* _Things to do_:
[a] Answer each question from the book review.
(i) Who is named as the author of the book?
(ii) About how many useful tip sections does the reviewer say the book contains?
(iii) What project was the intern working on whose form appears in the appendix?
[b] From the book review, output the part that opens with the words containing "Book Review: Mentoring" and closes with "maybe 2 or 3.".

* _Text to read_:
* begin *
Wednesday, December 28, 2011

Book Review: Mentoring in the Library

Title: Mentoring in the Library
Author: Marta K. Lee
Verdict: Don't bother.  Not very useful.

This book wasn't at all what I expected.  Instead of how to's and advice, each chapter contained a brief review of the literature followed by a case study or two from the author's own institution.  There were a few useful tip sections in the book, but not many - maybe 2 or 3.

The use of case studies was excessive, unnecessary, and quite often irrelevant.  I'm sure for some readers, it's nice to see the applications of mentoring in various ways, but mostly it just felt like the author was tooting her own horn.  Readers do not need to know specifically which hours Regent University's newly hired librarian was assigned to the reference desk nor what hours the other librarians work the desk.  It may have been useful to note that they made sure not to schedule the new librarian at times when no one else was around to answer questions, but that much information would have been more than sufficient.  The author also included an appendix for a form used in her library by an intern working on a VHS/old video format project.  This really doesn't need to be in a book about mentoring.  More useful would be a sample application for a mentoring program, followup questions asked of participants, sample emails announcing these programs, etc.
* end *
* _Excerpted records_:
* begin *
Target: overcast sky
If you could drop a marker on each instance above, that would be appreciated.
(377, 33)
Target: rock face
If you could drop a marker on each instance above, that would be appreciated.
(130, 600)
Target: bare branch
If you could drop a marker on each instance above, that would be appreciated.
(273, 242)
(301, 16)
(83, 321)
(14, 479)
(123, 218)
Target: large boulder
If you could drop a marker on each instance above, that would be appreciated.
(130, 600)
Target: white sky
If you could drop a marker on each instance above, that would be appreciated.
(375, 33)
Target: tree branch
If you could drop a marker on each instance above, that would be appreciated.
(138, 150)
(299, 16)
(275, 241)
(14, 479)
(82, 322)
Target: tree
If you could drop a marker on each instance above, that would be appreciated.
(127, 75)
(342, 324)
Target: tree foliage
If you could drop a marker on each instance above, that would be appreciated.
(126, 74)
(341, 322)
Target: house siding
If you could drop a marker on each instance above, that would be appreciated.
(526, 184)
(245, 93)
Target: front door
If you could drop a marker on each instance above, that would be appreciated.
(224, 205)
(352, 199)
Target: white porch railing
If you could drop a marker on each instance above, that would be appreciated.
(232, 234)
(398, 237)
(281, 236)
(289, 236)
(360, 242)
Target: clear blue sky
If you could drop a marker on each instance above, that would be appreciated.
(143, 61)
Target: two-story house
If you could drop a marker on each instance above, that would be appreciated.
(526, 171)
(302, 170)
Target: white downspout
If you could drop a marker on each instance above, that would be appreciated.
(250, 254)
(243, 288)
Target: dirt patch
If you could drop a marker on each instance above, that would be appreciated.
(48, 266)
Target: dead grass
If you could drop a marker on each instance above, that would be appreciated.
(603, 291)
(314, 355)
* end *
* _Task-by-task answers_:
[a]
(i) Marta K. Lee
(ii) Maybe 2 or 3
(iii) A VHS/old video format project

[b]
Book Review: Mentoring in the Library

Title: Mentoring in the Library
Author: Marta K. Lee
Verdict: Don't bother.  Not very useful.

This book wasn't at all what I expected.  Instead of how to's and advice, each chapter contained a brief review of the literature followed by a case study or two from the author's own institution.  There were a few useful tip sections in the book, but not many - maybe 2 or 3.